§ **Passage**
★ ★ ★

Got a good thin crust dough recipe? I'm very new to pizza making.

I copied this from somewhere on www.pizzamaking.com. I think it was a recipe by member Steve there, but I didn't save the link. If you make it just like this, it will come out fairly dry, won't rise much at all, and will allow a very thin crust.


Thin and Crackery
I made the most awesome thin "cracker" crust pizza tonight using DKM's recipe!

Thank you, thank you, thank you DKM!!!

Here's the recipe:

1 pound bread flour (Sam's Club "Bakers and Chefs bread flour")
2/3 cup warm water
1 Tbsp. vegetable oil
1 1/2 tsp. active dry yeast
1 tsp. salt
1 tsp. sugar

Using a KitchenAid stand mixer fitted with a dough hook, add water to the mixing bowl and add yeast. Run mixer for several minutes to dissolve yeast. Meanwhile, in another mixing bowl, mix flour, sugar and salt. After yeast is dissolved, add flour mixture to water and set mixer to speed "2". Run mixer for about 10 minutes using a rubber spatula to scrape any dry flour from side of mixing bowl into the path of the dough hook. After 10 minutes, add vegetable oil and mix for 2 additional minutes using spatula to keep everything in the path of the dough hook. When finished, the dough will appear very scrappy and rough. Pick up the dough scraps and press them into a ball by squeezing them together with your hands. Place dough into a plastic bucket, seal, and and allow to rise at room temperature for 24 hours.

When ready to make pizza, turn dough out onto floured work surface. Using a large rolling pin, roll dough out very thin. Drape dough over an oiled cutter pan, press into place, and trim off excess with the rolling pin. Dock the dough, add sauce, cheese, and toppings. Bake at 500 degrees F. on the lowest rack in the oven (the cutter pan should only be inches from the heating element). I open the oven door frequently to allow the heat to escape... this causes the thermostat to kick on which keeps the bottom heating element on. This superheats the pan making the crust cook and become crispy. When the bottom is golden brown and crisp, remove from oven. Slide pizza out of pan onto a wire cooling rack. Allow to cool 5 to 10 minutes before placing in a serving tray and slicing.

★ ★ ★

§ **Material provided**

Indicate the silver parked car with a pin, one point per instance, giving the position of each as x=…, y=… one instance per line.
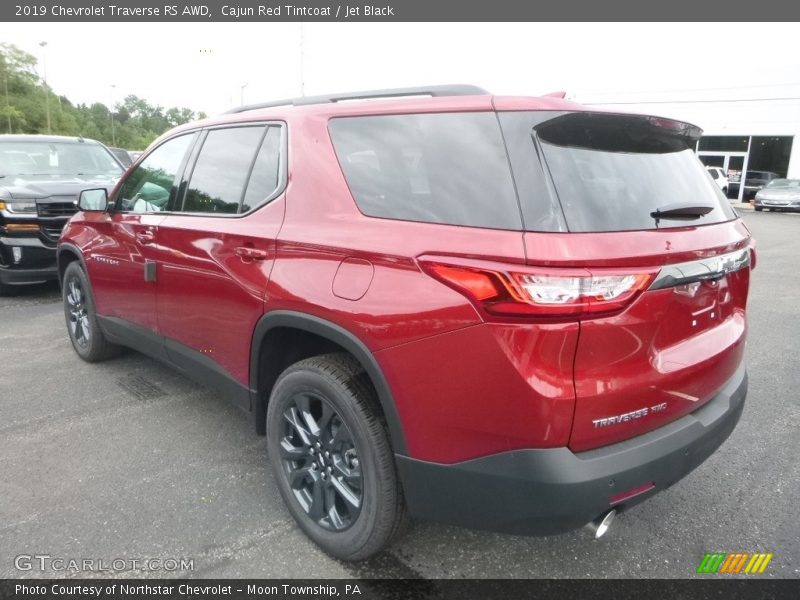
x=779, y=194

★ ★ ★

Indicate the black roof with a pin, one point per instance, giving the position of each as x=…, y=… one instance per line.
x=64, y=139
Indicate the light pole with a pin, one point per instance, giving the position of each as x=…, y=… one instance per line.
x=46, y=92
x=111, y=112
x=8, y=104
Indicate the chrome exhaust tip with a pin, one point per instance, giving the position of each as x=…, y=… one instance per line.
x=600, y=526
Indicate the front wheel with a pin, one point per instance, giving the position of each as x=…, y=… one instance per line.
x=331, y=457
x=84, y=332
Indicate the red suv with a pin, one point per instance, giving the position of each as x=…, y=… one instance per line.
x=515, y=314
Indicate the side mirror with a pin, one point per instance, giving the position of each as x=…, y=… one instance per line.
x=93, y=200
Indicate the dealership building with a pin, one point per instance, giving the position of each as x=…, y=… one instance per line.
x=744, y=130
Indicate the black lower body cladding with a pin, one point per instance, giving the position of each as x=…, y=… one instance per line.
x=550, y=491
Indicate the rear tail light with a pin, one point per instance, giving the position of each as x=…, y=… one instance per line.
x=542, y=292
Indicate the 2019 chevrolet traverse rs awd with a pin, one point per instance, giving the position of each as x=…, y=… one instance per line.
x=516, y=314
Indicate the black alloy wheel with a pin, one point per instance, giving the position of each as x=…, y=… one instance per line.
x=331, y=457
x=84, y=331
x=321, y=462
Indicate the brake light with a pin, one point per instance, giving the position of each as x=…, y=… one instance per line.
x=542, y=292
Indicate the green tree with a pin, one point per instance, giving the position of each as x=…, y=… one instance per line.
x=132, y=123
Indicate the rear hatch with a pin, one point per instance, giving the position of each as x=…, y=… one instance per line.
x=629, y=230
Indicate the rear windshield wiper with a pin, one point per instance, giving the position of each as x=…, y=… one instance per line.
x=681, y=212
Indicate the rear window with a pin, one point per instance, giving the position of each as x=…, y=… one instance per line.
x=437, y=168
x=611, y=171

★ ★ ★

§ **Brief A**
Answer these about the pizza recipe:
(i) How long is the dough left to rise at room temperature?
(ii) At what temperature is the pizza baked?
(iii) How much warm water goes into the dough?
§ **Brief B**
Lay out the lines of the listing as a JSON list of strings, one string per line and blank lines left out. Begin with the line containing "Indicate the black alloy" and continue up to and including the line containing "x=611, y=171".
The pizza recipe and the listing are unrelated to each other.

§ **Final answer A**
(i) 24 hours
(ii) 500 degrees F.
(iii) 2/3 cup

§ **Final answer B**
[
  "Indicate the black alloy wheel with a pin, one point per instance, giving the position of each as x=…, y=… one instance per line.",
  "x=331, y=457",
  "x=84, y=331",
  "x=321, y=462",
  "Indicate the brake light with a pin, one point per instance, giving the position of each as x=…, y=… one instance per line.",
  "x=542, y=292",
  "Indicate the green tree with a pin, one point per instance, giving the position of each as x=…, y=… one instance per line.",
  "x=132, y=123",
  "Indicate the rear hatch with a pin, one point per instance, giving the position of each as x=…, y=… one instance per line.",
  "x=629, y=230",
  "Indicate the rear windshield wiper with a pin, one point per instance, giving the position of each as x=…, y=… one instance per line.",
  "x=681, y=212",
  "Indicate the rear window with a pin, one point per instance, giving the position of each as x=…, y=… one instance per line.",
  "x=437, y=168",
  "x=611, y=171"
]